## PAGE EXCERPT

:::::

Interview by Evelyn Einhaeuser

When did you start chanting and what brought you to chanting?

To answer, I have to go back to my childhood. I was raised in a Jewish family where my mother and grandmother sang songs and chants in Yiddish. Also, on certain holidays we would go to the Synagogue and I was very drawn to the Hebrew religious chanting I heard there. From the time I was seven till I was twelve,  I learned Yiddish and Hebrew as part of my cultural education. So I was used to listening to chanting in other languages, even though I didn’t always understand the words. Eventually, without the support of formal classes, I forgot 90 percent of what I had learned but the feeling always stayed with me.

In June of 1977, I came to India for the second time, to be with my husband, Neil, who had been studying with T.K.V. Desikachar for the past nine months. Neil had a cassette that Mr. Desikachar had recorded to help with his chanting of the Yoga Sutras. When I heard this chanting, I knew instantly that it was something I would have to learn as soon as possible. I was perhaps thirty-two years old at the time and the feeling of this chanting took me straight back to my childhood experience even though the language was totally different and the intervening time was so long.

Can you explain what is "Adhyayanam" (a Sanskrit term often used for the study of Vedic Chanting) for you?

Literally it means coming closer to yourself. So fundamentally, learning to chant the Vedas is a tool for self observation or svadhyaya.  In this process, learning through a relationship with a teacher plays an important role because something unique happens when the teacher recites and you receive, when you listen and are being listened to. It is a very different experience than learning from a book or CD.

Also, when you practice with the intention of listening to your own voice, an awareness of your own nature, both external and internal, is revealed. Often, this part of chanting practice is missed. When you are learning Vedic chanting, there is so much focus on chanting technique and correct pronunciation of Sanskrit, that you can easily forget the importance of listening to your own voice. But when you do remember to set this intention for listening as a priority in your practice, your expression, as well as your experience of chanting, changes.

Is it important to know the meaning of a chant?

For many, many years I was taught chanting with only the slightest hint of its meaning and that was given only after I had learned the chant. This approach is found in many cultures that are based in the oral tradition. In this way, when the meaning is given, it has somewhere to land inside of me that is not just mental, because the chant exists now in my body and my breath as well as in my mind.

In my own teaching experience, in order for some students to learn to chant, they need to come in through the intellectual door. For other people the sound itself  might be more accessible.

:::::

## INFORMATION GIVEN
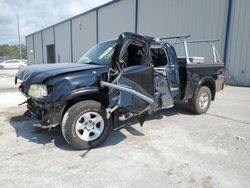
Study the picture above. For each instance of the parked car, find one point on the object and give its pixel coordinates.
(13, 64)
(114, 81)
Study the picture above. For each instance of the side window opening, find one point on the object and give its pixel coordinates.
(133, 55)
(158, 57)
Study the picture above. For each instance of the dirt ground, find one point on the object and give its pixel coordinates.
(174, 148)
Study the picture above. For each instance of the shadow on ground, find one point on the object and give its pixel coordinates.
(24, 128)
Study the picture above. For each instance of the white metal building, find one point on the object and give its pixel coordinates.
(227, 20)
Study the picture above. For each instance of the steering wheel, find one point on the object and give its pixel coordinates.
(123, 64)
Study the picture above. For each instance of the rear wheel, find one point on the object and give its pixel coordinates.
(85, 125)
(200, 103)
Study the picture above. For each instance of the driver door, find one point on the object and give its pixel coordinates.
(133, 88)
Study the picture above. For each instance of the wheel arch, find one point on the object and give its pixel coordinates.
(94, 94)
(208, 82)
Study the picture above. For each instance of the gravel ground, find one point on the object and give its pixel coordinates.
(174, 148)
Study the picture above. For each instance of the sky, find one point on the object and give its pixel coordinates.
(35, 15)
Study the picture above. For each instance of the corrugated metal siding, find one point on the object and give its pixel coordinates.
(83, 34)
(115, 19)
(63, 42)
(202, 19)
(38, 48)
(48, 39)
(30, 50)
(238, 55)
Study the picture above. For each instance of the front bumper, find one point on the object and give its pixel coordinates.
(46, 114)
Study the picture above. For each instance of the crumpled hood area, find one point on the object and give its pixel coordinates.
(38, 73)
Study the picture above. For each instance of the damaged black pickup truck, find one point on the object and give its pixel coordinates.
(114, 81)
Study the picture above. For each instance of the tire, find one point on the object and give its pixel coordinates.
(85, 125)
(200, 103)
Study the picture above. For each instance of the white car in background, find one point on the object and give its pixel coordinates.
(13, 64)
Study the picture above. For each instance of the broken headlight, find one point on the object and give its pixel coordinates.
(38, 91)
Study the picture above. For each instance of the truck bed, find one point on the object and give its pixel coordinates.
(193, 74)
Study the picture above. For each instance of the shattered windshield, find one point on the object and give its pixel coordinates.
(100, 54)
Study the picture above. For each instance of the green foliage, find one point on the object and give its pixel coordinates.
(12, 51)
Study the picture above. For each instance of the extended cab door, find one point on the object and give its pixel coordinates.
(133, 87)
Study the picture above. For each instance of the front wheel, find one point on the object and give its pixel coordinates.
(200, 103)
(85, 125)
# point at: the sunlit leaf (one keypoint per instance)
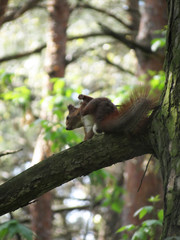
(126, 228)
(143, 211)
(151, 222)
(161, 215)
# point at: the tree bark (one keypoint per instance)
(153, 18)
(166, 127)
(41, 212)
(88, 156)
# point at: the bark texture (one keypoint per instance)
(91, 155)
(41, 212)
(166, 127)
(153, 17)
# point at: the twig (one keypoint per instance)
(9, 152)
(144, 173)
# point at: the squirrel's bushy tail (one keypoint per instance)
(133, 115)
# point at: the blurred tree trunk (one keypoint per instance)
(55, 64)
(154, 17)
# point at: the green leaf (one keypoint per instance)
(126, 228)
(161, 215)
(154, 198)
(139, 235)
(172, 238)
(143, 211)
(12, 227)
(151, 222)
(25, 232)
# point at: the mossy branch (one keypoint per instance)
(80, 160)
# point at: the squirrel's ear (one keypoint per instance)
(71, 108)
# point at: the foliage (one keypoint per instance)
(112, 194)
(57, 102)
(147, 229)
(10, 229)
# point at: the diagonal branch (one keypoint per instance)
(82, 159)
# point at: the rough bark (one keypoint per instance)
(153, 18)
(101, 151)
(41, 212)
(166, 127)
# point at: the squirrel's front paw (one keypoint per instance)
(81, 96)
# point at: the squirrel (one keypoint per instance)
(100, 115)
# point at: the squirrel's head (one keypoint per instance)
(73, 120)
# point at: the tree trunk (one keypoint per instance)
(166, 127)
(55, 61)
(153, 18)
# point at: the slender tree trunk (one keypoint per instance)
(166, 127)
(55, 63)
(154, 17)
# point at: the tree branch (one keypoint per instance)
(87, 35)
(80, 160)
(116, 65)
(9, 152)
(21, 55)
(122, 38)
(104, 12)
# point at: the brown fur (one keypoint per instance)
(132, 116)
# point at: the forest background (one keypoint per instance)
(51, 51)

:::::

## YOUR GOAL
Please continue the interview about learning Vedic chanting from where it stops.

## WRITTEN REPLY
But even if the doorway has been opened through an intellectual process, for me as a teacher of Western students, the activity of chanting is the highest priority.

Can you tell me some special experiences of learning chant with your teacher?

 In 2001, shortly after September 11th. Mr. Desikachar was in the States and scheduled to come to Santa Fe to teach a workshop I had organized and then go to teach at a Yoga Journal Conference in Colorado. As most flights in the States were canceled at that time, we had to drive from Santa Fe to a small town beyond Denver which took over seven hours. After spending some time in conversation, we decided to chant to occupy the time. Using a technique that encourages memorization through combining words in various formulas, we began chanting very, very fast. As we did so,  I was unknowingly pressing the gas pedal more and more. Suddenly,  I looked down at the speedometer and saw that I was driving at one hundred miles per hour, twenty five miles over the speed limit. Fortunately, we were on a good road with no traffic in a remote part of New Mexico.  So this is an example how the speed one chants with changes ones energy and that energy can be consciously directed or, as in my case, it takes over and is transferred to other parts of the body. At the time, it was a very amusing moment and we laughed a lot.

But there have been other more serious circumstances when my strong link to chanting provided a vehicle for my teacher to help me face certain challenges. For example, at times of transition when those close to me have been very ill or have passed on,  Mr. Desikachar would teach or record chants for me to recite or listen to. And of course the mantras that he has given me for my own practice have always been and still are very special for me.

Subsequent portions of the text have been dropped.